=== Aim ===
Translate this sentence from the patch notes below into Spanish: "This is a good split anyway."

=== Selected passage ===
I am not saying there will not be corner cases that we need
to fix in addition to this, but it is enough to get started.
Looking at what was fixed for arm64 I am a bit weary that
e.g. BPF might need something to trampoline properly.

But hopefullt people can get to testing it and help me fix
remaining issues before the final version, or we can fix it
in-tree.

Signed-off-by: Linus Walleij <linus.walleij@linaro.org>
---
Changes in v5:
- I started to put the patches into the patch tracker and it
  rightfully complained that the patches tagging all assembly
  with CFI symbol type macros and adding C prototypes were
  too large.
- Split the two patches annotating assembly into one patch
  doing the annotation and one patch adding the C prototypes.
  This is a good split anyway.
- The first patches from the series are unchanged and in the
  patch tracker, I resend them anyway and will soon populate
  the patch tracker with the split patches from this
  series unless there are more comments.

=== Dataset content ===

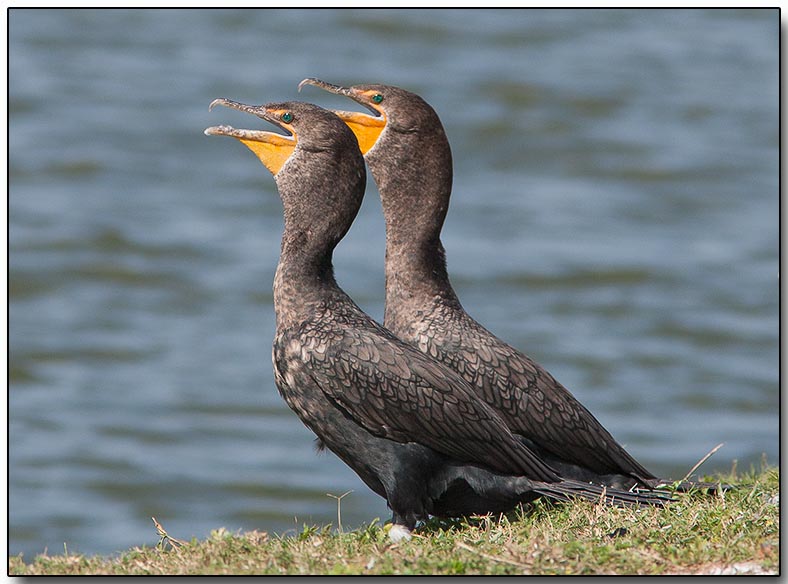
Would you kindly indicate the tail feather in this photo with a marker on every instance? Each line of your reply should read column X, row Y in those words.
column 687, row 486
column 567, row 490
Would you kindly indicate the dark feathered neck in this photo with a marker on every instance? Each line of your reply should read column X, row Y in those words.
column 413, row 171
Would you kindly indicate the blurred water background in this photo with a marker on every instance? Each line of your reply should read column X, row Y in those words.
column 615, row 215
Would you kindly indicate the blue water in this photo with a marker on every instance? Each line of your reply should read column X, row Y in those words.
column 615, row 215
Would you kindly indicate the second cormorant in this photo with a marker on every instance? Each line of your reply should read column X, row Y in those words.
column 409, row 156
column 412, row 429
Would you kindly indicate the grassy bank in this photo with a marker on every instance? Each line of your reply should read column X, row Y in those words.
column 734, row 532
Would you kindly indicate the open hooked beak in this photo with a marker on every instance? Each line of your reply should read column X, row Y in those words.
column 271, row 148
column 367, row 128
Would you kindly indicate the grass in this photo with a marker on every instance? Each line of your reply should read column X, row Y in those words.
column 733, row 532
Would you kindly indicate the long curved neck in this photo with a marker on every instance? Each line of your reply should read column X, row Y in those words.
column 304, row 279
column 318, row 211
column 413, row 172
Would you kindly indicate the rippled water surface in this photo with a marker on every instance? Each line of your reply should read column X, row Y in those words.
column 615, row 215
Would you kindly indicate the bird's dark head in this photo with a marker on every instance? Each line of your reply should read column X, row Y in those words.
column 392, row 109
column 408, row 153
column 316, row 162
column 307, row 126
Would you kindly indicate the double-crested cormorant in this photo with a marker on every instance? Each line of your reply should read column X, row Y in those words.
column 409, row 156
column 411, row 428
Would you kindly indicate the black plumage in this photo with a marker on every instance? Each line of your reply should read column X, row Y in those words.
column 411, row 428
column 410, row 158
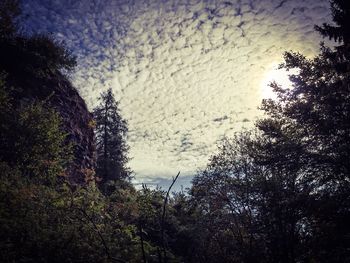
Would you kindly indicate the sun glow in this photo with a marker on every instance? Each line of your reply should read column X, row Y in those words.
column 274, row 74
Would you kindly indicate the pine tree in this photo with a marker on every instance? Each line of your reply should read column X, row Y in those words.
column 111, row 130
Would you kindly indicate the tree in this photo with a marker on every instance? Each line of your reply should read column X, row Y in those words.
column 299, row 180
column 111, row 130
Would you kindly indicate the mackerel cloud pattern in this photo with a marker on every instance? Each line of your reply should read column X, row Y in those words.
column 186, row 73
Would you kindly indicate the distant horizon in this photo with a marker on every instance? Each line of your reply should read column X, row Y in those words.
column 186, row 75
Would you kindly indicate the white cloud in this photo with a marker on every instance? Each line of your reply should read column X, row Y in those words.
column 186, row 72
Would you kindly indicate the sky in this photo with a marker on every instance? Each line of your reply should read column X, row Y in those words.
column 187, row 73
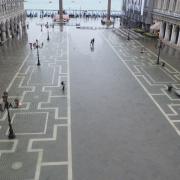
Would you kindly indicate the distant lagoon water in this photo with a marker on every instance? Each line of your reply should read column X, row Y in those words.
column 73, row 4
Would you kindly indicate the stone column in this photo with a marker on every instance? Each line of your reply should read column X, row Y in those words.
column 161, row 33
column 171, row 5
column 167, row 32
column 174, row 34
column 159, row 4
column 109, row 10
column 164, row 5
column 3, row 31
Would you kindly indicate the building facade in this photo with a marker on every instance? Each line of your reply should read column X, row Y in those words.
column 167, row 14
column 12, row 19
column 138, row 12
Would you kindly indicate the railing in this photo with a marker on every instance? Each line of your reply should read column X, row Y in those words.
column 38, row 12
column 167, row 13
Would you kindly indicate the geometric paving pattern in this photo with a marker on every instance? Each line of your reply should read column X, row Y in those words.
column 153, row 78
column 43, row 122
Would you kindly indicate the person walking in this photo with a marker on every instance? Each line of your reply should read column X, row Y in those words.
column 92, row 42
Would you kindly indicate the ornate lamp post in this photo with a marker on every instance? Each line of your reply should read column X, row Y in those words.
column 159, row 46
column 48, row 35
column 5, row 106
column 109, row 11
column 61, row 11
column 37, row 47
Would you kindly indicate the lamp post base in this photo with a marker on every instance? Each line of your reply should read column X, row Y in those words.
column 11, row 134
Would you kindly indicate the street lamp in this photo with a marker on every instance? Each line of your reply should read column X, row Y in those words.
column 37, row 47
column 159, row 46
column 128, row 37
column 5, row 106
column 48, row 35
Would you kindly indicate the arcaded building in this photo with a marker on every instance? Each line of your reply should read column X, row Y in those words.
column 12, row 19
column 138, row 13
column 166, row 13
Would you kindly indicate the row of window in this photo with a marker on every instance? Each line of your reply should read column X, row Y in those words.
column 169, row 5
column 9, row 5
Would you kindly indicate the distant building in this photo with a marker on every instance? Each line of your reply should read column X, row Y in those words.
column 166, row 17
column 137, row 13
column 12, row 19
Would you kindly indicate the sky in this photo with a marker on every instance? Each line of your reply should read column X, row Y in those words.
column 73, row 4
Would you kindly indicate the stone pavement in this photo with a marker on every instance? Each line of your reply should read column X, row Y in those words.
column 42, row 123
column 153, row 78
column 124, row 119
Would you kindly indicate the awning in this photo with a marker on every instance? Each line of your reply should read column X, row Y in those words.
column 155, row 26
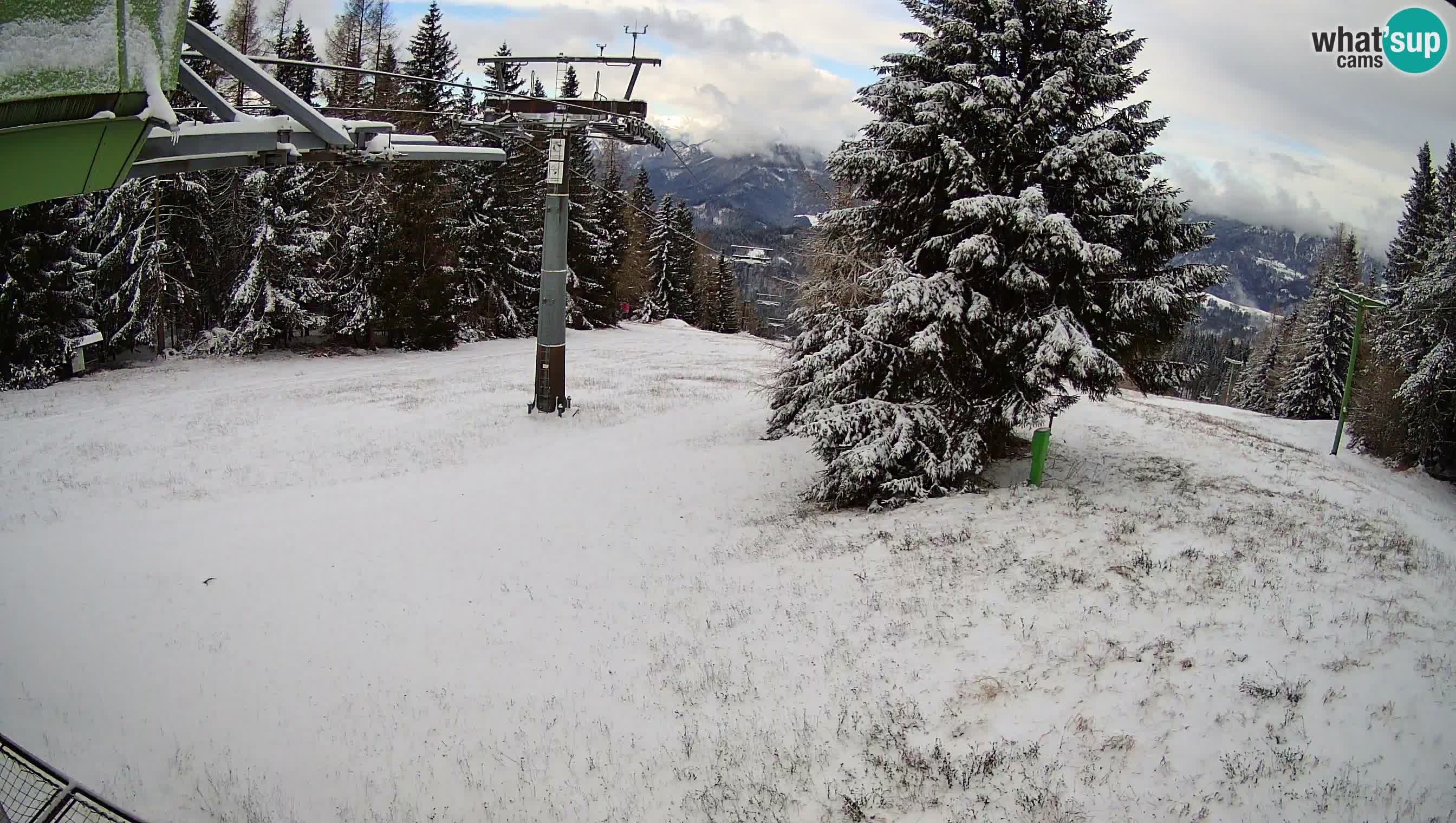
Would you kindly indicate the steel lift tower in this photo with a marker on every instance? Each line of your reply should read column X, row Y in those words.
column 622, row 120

=== Written solution ===
De todos modos, es una buena división.